Collected data entries:
○ ○ ○ ○

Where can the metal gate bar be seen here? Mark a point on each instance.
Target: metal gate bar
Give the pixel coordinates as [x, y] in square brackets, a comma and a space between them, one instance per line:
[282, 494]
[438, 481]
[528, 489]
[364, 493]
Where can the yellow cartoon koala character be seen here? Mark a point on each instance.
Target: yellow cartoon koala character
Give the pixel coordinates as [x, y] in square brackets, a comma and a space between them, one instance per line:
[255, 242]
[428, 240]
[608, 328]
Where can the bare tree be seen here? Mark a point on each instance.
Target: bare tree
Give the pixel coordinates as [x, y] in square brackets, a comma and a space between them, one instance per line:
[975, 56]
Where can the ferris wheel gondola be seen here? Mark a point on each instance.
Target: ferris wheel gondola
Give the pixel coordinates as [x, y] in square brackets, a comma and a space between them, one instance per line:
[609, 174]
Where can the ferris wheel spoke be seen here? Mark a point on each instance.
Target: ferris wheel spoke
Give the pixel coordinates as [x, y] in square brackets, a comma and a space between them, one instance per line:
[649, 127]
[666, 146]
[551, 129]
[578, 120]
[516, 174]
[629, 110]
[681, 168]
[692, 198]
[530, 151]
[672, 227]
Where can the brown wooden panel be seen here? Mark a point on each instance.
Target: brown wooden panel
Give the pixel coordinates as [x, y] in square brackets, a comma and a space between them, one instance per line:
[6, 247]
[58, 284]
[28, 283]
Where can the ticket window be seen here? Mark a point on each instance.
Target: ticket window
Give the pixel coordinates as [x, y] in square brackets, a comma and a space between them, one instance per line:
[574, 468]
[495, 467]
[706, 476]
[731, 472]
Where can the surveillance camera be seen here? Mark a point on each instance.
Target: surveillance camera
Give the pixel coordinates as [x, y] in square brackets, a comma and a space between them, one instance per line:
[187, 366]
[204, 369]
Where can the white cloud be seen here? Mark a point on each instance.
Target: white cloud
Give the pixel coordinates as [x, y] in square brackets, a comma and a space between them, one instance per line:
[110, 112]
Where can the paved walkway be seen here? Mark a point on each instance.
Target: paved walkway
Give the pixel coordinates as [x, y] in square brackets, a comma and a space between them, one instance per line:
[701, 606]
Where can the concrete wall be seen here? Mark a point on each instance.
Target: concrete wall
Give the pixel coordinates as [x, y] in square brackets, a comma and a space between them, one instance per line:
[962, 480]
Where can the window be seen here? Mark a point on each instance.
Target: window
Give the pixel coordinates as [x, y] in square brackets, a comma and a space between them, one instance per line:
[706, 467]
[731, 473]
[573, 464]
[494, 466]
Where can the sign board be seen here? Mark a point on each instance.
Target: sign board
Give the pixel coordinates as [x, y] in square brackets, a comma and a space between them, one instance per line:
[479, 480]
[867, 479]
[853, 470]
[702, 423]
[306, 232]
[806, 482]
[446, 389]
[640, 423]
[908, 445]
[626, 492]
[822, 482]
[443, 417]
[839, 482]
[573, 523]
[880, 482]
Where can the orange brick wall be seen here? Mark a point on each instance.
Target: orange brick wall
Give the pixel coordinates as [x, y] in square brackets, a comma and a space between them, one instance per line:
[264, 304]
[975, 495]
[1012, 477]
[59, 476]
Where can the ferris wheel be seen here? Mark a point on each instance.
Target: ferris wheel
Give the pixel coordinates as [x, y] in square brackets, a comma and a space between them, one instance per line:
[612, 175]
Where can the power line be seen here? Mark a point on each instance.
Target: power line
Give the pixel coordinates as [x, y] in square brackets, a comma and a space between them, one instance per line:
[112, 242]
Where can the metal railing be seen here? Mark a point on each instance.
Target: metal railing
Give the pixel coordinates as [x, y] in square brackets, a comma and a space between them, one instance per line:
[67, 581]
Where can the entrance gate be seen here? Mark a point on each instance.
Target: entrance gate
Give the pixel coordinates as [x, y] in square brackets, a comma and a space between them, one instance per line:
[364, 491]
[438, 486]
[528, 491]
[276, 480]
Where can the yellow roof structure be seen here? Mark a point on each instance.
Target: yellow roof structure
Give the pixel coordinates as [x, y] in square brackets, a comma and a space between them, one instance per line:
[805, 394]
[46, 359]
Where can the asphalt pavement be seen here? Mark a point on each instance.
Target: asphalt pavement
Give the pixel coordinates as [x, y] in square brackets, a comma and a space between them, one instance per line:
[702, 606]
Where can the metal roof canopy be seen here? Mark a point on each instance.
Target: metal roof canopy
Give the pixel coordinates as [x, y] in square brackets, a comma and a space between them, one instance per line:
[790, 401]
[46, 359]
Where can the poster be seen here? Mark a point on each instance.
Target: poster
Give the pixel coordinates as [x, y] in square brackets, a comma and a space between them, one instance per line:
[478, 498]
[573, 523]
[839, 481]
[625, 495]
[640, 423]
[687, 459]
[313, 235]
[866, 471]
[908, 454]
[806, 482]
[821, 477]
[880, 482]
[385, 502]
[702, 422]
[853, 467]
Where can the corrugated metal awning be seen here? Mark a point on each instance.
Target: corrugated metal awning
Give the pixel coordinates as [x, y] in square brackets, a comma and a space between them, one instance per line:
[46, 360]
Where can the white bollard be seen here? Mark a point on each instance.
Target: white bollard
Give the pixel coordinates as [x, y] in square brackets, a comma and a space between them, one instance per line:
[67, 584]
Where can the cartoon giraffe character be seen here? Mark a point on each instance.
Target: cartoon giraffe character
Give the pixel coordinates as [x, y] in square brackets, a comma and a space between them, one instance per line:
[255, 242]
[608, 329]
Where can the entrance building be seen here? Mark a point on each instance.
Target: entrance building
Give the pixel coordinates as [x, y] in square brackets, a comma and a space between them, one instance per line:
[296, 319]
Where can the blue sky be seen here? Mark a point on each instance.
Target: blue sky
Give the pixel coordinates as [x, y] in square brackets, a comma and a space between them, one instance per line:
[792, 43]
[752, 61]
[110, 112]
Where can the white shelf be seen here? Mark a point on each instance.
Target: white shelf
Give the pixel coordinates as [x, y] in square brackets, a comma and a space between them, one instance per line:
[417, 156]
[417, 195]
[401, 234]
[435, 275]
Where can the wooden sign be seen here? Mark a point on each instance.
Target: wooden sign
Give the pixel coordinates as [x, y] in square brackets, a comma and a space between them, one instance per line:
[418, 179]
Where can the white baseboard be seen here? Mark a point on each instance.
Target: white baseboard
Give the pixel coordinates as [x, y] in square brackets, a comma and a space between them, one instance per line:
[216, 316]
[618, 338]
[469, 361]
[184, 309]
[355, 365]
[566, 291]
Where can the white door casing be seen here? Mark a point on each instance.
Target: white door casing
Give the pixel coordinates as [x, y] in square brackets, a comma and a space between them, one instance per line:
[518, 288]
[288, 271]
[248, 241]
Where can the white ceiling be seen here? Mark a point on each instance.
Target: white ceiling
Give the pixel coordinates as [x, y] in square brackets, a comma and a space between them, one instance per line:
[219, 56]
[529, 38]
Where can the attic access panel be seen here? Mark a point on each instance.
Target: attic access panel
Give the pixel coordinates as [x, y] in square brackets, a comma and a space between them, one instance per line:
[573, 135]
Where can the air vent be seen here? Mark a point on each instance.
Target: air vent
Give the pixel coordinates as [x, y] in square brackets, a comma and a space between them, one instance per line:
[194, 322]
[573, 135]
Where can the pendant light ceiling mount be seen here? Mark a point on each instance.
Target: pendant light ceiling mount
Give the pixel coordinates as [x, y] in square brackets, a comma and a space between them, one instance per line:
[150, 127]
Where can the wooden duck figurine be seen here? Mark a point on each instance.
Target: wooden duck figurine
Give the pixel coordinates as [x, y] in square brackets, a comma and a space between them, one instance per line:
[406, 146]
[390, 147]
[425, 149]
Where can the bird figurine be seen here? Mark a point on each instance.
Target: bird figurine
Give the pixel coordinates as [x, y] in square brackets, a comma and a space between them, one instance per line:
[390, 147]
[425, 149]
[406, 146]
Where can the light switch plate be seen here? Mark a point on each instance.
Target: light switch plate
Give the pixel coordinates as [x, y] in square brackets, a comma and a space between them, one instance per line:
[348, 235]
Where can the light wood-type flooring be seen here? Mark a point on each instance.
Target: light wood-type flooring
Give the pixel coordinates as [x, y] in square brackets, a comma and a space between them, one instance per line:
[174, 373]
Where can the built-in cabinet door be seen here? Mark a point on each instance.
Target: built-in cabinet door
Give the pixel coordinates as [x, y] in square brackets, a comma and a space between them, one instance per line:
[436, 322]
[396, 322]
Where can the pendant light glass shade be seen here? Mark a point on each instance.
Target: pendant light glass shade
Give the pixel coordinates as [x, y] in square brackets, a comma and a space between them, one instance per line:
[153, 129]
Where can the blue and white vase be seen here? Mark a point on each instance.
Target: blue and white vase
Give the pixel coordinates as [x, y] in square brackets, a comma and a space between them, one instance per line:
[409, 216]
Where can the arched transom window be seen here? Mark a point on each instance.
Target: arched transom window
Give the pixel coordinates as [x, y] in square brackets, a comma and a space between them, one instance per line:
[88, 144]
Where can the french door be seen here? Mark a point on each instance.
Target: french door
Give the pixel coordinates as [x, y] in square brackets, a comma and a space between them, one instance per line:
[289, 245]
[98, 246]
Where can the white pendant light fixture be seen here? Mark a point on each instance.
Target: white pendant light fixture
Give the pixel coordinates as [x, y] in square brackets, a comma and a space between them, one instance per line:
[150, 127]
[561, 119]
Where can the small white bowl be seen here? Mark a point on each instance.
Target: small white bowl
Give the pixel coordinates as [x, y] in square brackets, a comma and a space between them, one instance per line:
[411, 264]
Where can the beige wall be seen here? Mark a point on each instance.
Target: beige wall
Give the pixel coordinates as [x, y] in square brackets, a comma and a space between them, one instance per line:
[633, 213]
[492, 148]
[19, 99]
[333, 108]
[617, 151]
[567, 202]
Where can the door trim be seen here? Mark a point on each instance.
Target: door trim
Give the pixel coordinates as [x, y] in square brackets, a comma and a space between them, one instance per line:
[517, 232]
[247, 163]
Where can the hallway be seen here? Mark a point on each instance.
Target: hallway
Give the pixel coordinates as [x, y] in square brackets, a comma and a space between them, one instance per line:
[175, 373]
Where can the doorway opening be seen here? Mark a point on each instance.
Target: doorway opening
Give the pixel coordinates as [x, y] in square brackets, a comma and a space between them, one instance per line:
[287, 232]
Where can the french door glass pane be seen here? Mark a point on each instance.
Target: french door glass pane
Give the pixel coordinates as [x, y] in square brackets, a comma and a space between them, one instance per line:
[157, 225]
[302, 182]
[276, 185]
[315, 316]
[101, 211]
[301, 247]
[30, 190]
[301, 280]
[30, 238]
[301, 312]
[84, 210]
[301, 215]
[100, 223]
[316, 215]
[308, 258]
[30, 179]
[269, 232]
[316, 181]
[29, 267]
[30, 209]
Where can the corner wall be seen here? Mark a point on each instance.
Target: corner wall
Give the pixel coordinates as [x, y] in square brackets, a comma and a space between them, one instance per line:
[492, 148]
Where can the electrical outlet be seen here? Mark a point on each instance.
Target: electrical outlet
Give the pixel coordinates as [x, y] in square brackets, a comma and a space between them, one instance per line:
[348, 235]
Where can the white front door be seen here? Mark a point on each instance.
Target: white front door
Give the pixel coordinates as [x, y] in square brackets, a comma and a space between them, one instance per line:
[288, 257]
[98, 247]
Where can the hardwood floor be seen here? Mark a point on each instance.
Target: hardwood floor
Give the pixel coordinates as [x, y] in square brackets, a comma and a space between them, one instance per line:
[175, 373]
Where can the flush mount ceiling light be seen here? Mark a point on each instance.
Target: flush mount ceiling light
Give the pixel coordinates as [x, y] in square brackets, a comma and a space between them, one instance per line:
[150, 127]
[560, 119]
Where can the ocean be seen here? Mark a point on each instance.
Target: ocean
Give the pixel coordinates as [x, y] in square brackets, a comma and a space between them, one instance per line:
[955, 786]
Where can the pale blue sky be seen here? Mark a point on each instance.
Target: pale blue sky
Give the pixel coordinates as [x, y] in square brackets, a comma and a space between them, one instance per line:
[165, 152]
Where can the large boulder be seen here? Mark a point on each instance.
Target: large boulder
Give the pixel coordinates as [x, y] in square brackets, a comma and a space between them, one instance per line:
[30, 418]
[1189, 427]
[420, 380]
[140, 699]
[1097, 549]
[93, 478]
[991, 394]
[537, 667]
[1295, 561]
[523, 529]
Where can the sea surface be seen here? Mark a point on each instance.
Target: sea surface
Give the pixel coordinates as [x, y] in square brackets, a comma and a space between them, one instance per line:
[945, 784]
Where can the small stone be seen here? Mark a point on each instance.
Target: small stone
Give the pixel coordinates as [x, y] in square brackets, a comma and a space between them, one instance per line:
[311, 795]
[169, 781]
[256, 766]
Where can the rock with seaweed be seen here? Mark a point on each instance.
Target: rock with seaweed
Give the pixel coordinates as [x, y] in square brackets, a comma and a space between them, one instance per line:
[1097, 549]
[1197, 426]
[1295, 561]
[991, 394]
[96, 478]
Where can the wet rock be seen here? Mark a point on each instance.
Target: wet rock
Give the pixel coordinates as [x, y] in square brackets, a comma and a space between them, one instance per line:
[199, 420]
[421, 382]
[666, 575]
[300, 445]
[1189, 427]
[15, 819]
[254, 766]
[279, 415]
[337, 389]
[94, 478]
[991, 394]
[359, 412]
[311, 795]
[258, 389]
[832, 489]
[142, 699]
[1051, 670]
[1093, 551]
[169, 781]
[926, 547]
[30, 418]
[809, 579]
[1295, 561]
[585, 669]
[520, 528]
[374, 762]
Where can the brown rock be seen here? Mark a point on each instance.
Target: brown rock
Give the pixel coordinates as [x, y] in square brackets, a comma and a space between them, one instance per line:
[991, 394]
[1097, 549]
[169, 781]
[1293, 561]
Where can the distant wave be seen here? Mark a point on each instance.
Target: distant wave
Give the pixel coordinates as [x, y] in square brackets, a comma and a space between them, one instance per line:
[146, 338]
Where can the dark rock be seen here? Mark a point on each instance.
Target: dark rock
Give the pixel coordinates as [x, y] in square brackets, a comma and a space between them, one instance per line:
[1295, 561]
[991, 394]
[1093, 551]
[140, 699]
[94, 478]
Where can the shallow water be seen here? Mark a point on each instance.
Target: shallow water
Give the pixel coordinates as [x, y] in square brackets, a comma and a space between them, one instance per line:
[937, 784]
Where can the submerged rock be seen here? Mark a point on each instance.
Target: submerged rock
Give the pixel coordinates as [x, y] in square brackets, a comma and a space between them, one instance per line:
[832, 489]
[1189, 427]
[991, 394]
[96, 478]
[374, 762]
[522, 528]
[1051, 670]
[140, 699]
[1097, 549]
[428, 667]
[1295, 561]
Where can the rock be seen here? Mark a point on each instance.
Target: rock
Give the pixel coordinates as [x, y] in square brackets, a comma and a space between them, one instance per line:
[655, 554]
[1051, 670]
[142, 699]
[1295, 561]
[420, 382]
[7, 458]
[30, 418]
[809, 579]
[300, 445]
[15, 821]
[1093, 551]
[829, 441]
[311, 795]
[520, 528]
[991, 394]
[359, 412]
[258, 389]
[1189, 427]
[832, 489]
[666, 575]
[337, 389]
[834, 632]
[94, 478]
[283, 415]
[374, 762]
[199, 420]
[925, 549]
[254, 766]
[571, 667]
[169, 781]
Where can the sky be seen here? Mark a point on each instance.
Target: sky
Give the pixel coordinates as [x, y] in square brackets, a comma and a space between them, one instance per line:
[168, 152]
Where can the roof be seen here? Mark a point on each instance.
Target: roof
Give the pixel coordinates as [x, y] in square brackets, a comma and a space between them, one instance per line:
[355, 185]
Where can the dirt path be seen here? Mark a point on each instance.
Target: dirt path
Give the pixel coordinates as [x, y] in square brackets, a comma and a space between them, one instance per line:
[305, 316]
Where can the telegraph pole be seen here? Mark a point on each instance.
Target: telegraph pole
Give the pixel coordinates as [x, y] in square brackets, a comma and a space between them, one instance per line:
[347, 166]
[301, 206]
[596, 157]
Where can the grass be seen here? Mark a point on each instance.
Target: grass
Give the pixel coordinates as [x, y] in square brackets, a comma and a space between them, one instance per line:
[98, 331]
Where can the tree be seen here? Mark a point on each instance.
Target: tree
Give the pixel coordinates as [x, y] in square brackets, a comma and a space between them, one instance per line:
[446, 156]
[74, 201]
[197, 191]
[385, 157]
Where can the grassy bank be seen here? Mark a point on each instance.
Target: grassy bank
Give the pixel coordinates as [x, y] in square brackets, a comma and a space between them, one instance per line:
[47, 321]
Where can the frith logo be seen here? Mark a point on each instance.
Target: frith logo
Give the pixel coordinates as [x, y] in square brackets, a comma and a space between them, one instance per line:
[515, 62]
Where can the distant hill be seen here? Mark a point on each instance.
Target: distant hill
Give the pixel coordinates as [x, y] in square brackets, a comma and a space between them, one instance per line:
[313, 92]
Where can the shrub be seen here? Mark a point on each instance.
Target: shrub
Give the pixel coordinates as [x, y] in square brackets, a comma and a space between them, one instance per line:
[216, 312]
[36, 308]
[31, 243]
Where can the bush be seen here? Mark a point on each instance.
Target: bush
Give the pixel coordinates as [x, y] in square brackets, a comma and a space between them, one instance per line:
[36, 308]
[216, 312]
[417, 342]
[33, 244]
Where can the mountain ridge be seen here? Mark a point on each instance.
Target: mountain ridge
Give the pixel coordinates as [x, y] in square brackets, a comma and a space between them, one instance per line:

○ ○ ○ ○

Requirement:
Quote the lines of the listing above that run from the line with "Where can the shrub" through its last line, both included, and nothing else.

Complete output:
Where can the shrub be seen here? Mark a point on each instance.
Target: shrub
Give the pixel coordinates as [x, y] in square brackets, a comma and a space between them, one instance per line:
[216, 312]
[36, 308]
[31, 243]
Where can the bush be seen here? Mark a point on each instance.
Target: bush
Give the pixel coordinates as [x, y] in square brackets, a comma and a space between them, one instance per line:
[36, 308]
[216, 312]
[417, 342]
[33, 244]
Where can the mountain ridge be seen here? Mark a point on each instance.
Target: mountain ridge
Give the pixel coordinates as [x, y] in square brackets, a comma and a space between them, one instance per line:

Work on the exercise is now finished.